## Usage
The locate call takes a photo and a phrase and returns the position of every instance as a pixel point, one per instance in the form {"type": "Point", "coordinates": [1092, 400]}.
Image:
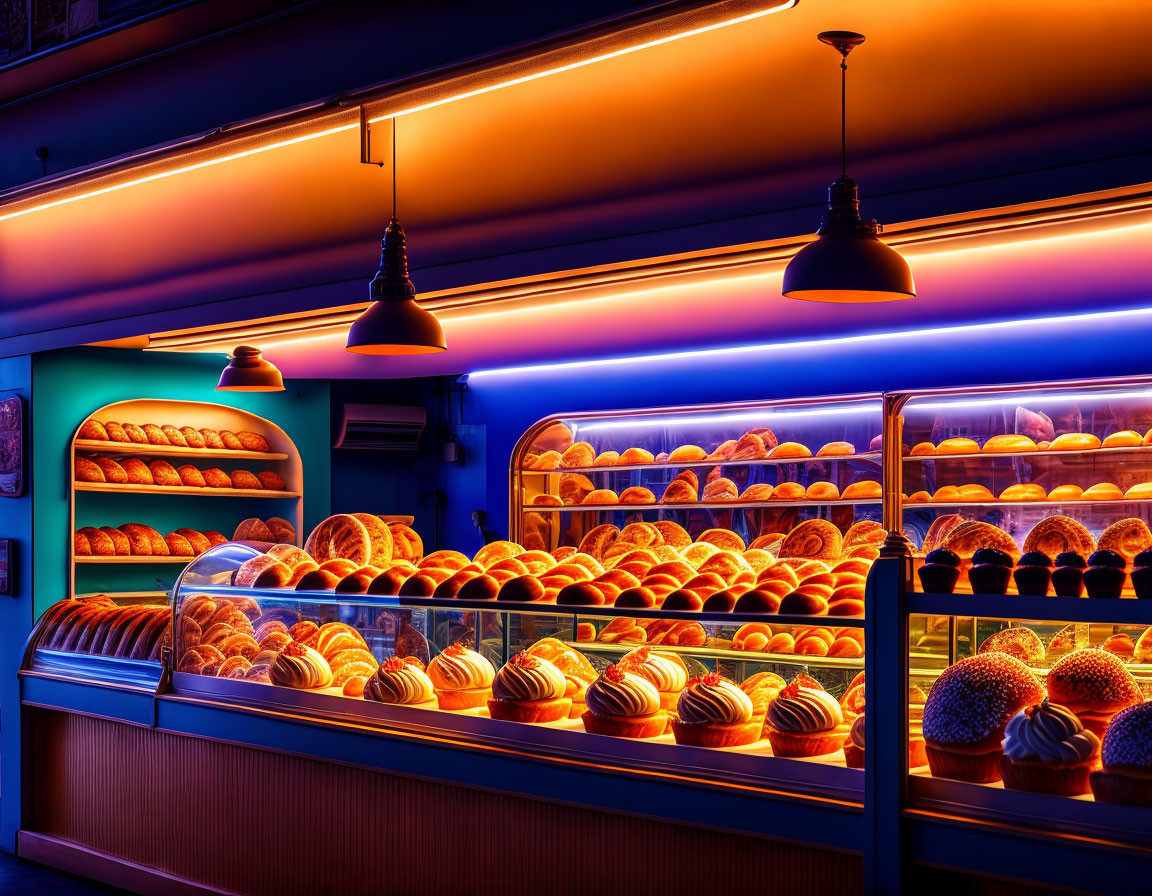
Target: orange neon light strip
{"type": "Point", "coordinates": [339, 129]}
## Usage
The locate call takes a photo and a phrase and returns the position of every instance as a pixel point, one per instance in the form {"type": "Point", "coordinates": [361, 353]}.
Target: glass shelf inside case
{"type": "Point", "coordinates": [757, 470]}
{"type": "Point", "coordinates": [558, 680]}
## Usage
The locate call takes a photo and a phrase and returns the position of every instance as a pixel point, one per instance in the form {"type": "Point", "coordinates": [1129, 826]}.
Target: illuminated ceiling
{"type": "Point", "coordinates": [720, 138]}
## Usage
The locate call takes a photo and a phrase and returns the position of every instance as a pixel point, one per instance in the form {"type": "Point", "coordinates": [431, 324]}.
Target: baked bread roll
{"type": "Point", "coordinates": [192, 438]}
{"type": "Point", "coordinates": [251, 441]}
{"type": "Point", "coordinates": [1074, 441]}
{"type": "Point", "coordinates": [119, 540]}
{"type": "Point", "coordinates": [790, 449]}
{"type": "Point", "coordinates": [115, 432]}
{"type": "Point", "coordinates": [250, 530]}
{"type": "Point", "coordinates": [174, 437]}
{"type": "Point", "coordinates": [862, 491]}
{"type": "Point", "coordinates": [190, 476]}
{"type": "Point", "coordinates": [578, 454]}
{"type": "Point", "coordinates": [967, 538]}
{"type": "Point", "coordinates": [244, 479]}
{"type": "Point", "coordinates": [197, 540]}
{"type": "Point", "coordinates": [179, 546]}
{"type": "Point", "coordinates": [679, 492]}
{"type": "Point", "coordinates": [164, 473]}
{"type": "Point", "coordinates": [272, 480]}
{"type": "Point", "coordinates": [1127, 538]}
{"type": "Point", "coordinates": [136, 531]}
{"type": "Point", "coordinates": [720, 490]}
{"type": "Point", "coordinates": [92, 430]}
{"type": "Point", "coordinates": [1008, 443]}
{"type": "Point", "coordinates": [691, 454]}
{"type": "Point", "coordinates": [957, 446]}
{"type": "Point", "coordinates": [89, 471]}
{"type": "Point", "coordinates": [406, 543]}
{"type": "Point", "coordinates": [101, 544]}
{"type": "Point", "coordinates": [815, 539]}
{"type": "Point", "coordinates": [135, 433]}
{"type": "Point", "coordinates": [113, 472]}
{"type": "Point", "coordinates": [342, 537]}
{"type": "Point", "coordinates": [1103, 492]}
{"type": "Point", "coordinates": [821, 492]}
{"type": "Point", "coordinates": [156, 434]}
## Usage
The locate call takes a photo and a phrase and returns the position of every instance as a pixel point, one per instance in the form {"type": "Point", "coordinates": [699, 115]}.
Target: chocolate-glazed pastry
{"type": "Point", "coordinates": [1068, 576]}
{"type": "Point", "coordinates": [1033, 574]}
{"type": "Point", "coordinates": [991, 571]}
{"type": "Point", "coordinates": [1142, 574]}
{"type": "Point", "coordinates": [1105, 575]}
{"type": "Point", "coordinates": [940, 571]}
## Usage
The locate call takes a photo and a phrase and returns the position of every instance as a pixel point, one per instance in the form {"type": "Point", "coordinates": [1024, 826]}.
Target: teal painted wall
{"type": "Point", "coordinates": [72, 384]}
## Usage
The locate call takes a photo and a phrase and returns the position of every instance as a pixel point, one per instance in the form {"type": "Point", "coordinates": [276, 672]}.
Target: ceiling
{"type": "Point", "coordinates": [715, 139]}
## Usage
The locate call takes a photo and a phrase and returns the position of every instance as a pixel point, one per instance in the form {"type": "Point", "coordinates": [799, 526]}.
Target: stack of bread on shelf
{"type": "Point", "coordinates": [1059, 556]}
{"type": "Point", "coordinates": [182, 437]}
{"type": "Point", "coordinates": [138, 540]}
{"type": "Point", "coordinates": [98, 625]}
{"type": "Point", "coordinates": [811, 570]}
{"type": "Point", "coordinates": [136, 471]}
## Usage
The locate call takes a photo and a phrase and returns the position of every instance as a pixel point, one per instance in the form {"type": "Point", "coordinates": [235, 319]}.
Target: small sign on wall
{"type": "Point", "coordinates": [7, 566]}
{"type": "Point", "coordinates": [12, 447]}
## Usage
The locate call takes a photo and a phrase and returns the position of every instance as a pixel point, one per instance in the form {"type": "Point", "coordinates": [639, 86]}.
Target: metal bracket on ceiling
{"type": "Point", "coordinates": [366, 141]}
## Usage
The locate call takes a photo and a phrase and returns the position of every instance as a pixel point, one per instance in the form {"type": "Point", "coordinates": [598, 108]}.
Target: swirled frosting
{"type": "Point", "coordinates": [804, 710]}
{"type": "Point", "coordinates": [619, 691]}
{"type": "Point", "coordinates": [1050, 734]}
{"type": "Point", "coordinates": [662, 669]}
{"type": "Point", "coordinates": [460, 668]}
{"type": "Point", "coordinates": [300, 667]}
{"type": "Point", "coordinates": [525, 677]}
{"type": "Point", "coordinates": [399, 682]}
{"type": "Point", "coordinates": [713, 699]}
{"type": "Point", "coordinates": [856, 735]}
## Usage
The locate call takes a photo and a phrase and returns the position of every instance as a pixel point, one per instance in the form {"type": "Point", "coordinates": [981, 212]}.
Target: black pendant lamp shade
{"type": "Point", "coordinates": [394, 324]}
{"type": "Point", "coordinates": [847, 263]}
{"type": "Point", "coordinates": [248, 371]}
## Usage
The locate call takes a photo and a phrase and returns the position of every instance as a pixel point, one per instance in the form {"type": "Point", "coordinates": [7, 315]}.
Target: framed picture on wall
{"type": "Point", "coordinates": [12, 447]}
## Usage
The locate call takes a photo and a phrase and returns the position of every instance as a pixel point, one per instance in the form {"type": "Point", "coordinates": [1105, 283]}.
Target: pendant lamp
{"type": "Point", "coordinates": [394, 324]}
{"type": "Point", "coordinates": [248, 371]}
{"type": "Point", "coordinates": [847, 263]}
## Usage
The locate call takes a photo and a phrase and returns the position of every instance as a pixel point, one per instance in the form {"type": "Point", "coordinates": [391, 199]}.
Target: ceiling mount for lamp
{"type": "Point", "coordinates": [394, 324]}
{"type": "Point", "coordinates": [847, 263]}
{"type": "Point", "coordinates": [248, 371]}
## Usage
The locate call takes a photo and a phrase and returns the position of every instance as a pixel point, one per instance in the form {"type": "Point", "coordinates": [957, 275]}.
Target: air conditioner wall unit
{"type": "Point", "coordinates": [380, 427]}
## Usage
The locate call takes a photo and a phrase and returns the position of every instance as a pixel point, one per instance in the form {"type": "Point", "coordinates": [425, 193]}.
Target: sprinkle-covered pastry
{"type": "Point", "coordinates": [399, 682]}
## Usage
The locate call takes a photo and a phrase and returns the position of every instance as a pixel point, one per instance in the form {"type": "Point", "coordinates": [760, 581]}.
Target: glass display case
{"type": "Point", "coordinates": [447, 663]}
{"type": "Point", "coordinates": [1029, 630]}
{"type": "Point", "coordinates": [755, 469]}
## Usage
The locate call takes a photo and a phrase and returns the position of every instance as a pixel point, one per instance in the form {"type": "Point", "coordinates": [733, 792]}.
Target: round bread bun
{"type": "Point", "coordinates": [1103, 492]}
{"type": "Point", "coordinates": [1074, 441]}
{"type": "Point", "coordinates": [1122, 439]}
{"type": "Point", "coordinates": [790, 449]}
{"type": "Point", "coordinates": [957, 446]}
{"type": "Point", "coordinates": [1008, 443]}
{"type": "Point", "coordinates": [1066, 493]}
{"type": "Point", "coordinates": [1023, 492]}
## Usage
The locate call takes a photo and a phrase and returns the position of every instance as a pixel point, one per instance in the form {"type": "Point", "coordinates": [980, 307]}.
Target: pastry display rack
{"type": "Point", "coordinates": [99, 453]}
{"type": "Point", "coordinates": [757, 469]}
{"type": "Point", "coordinates": [425, 628]}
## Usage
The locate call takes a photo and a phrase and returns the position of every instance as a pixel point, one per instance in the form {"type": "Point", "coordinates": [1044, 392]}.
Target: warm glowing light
{"type": "Point", "coordinates": [355, 126]}
{"type": "Point", "coordinates": [816, 343]}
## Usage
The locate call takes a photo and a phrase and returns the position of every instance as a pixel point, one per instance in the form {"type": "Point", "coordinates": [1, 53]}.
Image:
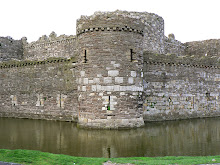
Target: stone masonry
{"type": "Point", "coordinates": [118, 71]}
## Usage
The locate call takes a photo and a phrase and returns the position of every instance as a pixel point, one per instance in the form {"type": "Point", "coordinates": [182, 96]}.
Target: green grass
{"type": "Point", "coordinates": [43, 158]}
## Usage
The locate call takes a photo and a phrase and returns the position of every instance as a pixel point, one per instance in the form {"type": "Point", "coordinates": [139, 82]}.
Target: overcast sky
{"type": "Point", "coordinates": [189, 20]}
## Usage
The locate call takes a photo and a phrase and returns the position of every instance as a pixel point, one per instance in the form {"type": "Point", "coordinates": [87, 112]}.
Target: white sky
{"type": "Point", "coordinates": [189, 20]}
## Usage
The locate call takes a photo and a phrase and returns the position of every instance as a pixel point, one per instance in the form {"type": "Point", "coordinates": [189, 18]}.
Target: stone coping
{"type": "Point", "coordinates": [187, 61]}
{"type": "Point", "coordinates": [13, 63]}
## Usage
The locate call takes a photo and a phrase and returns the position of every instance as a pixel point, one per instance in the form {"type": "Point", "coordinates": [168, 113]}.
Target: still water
{"type": "Point", "coordinates": [186, 137]}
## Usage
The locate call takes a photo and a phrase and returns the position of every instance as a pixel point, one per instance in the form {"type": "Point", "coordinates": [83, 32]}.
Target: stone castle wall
{"type": "Point", "coordinates": [10, 49]}
{"type": "Point", "coordinates": [50, 47]}
{"type": "Point", "coordinates": [203, 48]}
{"type": "Point", "coordinates": [38, 90]}
{"type": "Point", "coordinates": [180, 87]}
{"type": "Point", "coordinates": [119, 70]}
{"type": "Point", "coordinates": [109, 71]}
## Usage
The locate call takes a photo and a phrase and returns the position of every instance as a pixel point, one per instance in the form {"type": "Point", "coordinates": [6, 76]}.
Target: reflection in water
{"type": "Point", "coordinates": [186, 137]}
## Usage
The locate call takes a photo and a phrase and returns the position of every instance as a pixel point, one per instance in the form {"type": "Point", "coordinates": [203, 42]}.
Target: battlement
{"type": "Point", "coordinates": [10, 49]}
{"type": "Point", "coordinates": [50, 46]}
{"type": "Point", "coordinates": [49, 40]}
{"type": "Point", "coordinates": [118, 71]}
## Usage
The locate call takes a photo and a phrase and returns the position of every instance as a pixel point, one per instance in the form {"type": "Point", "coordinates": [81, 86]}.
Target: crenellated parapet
{"type": "Point", "coordinates": [50, 46]}
{"type": "Point", "coordinates": [10, 49]}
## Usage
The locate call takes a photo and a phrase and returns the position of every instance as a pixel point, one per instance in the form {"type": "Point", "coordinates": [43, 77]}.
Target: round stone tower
{"type": "Point", "coordinates": [109, 73]}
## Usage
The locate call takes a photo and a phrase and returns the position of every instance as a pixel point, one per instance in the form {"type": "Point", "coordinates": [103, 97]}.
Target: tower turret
{"type": "Point", "coordinates": [110, 70]}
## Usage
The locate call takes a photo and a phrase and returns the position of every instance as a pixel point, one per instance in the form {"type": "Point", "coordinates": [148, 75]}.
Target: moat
{"type": "Point", "coordinates": [195, 137]}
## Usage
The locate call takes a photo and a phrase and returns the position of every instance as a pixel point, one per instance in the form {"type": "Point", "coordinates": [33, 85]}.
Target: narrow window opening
{"type": "Point", "coordinates": [131, 54]}
{"type": "Point", "coordinates": [85, 57]}
{"type": "Point", "coordinates": [60, 100]}
{"type": "Point", "coordinates": [108, 106]}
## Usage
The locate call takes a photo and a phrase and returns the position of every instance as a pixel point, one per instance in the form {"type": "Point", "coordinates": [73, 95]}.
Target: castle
{"type": "Point", "coordinates": [118, 71]}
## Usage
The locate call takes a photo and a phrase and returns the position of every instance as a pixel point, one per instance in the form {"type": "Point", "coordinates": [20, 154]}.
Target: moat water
{"type": "Point", "coordinates": [195, 137]}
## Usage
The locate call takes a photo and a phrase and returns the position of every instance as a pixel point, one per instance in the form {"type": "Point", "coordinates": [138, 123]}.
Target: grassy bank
{"type": "Point", "coordinates": [43, 158]}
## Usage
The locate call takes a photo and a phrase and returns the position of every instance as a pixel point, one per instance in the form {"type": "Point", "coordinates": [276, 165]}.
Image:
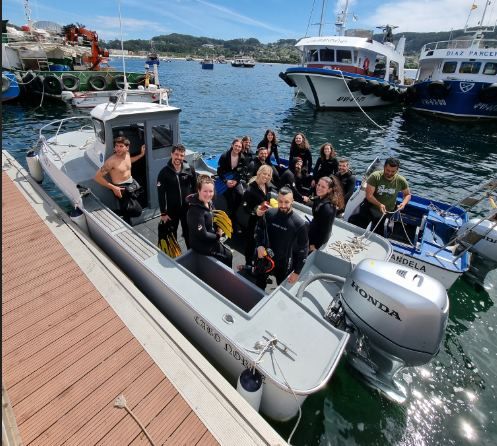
• • • •
Task goal
Pictures are to be omitted. The lines from the line holding "Target: castle" through the closing line of the data above are to be set down exactly, and nothing more.

Answer to the problem
Target: castle
{"type": "Point", "coordinates": [118, 71]}
## Usage
The locate call takes a photo and a phrase and returns the position of every instance as a pixel point, one per instance in the form {"type": "Point", "coordinates": [20, 154]}.
Target: moat water
{"type": "Point", "coordinates": [195, 137]}
## Usage
The locate call takes a photo and a phrase and returns the position of every instance as a pixel point, one per instance in the form {"type": "Point", "coordinates": [138, 123]}.
Target: grassy bank
{"type": "Point", "coordinates": [43, 158]}
## Usage
The locate call takes a photo and a phrase and returns the position of every instance as a pixel point, one per instance in the form {"type": "Point", "coordinates": [276, 165]}.
Image:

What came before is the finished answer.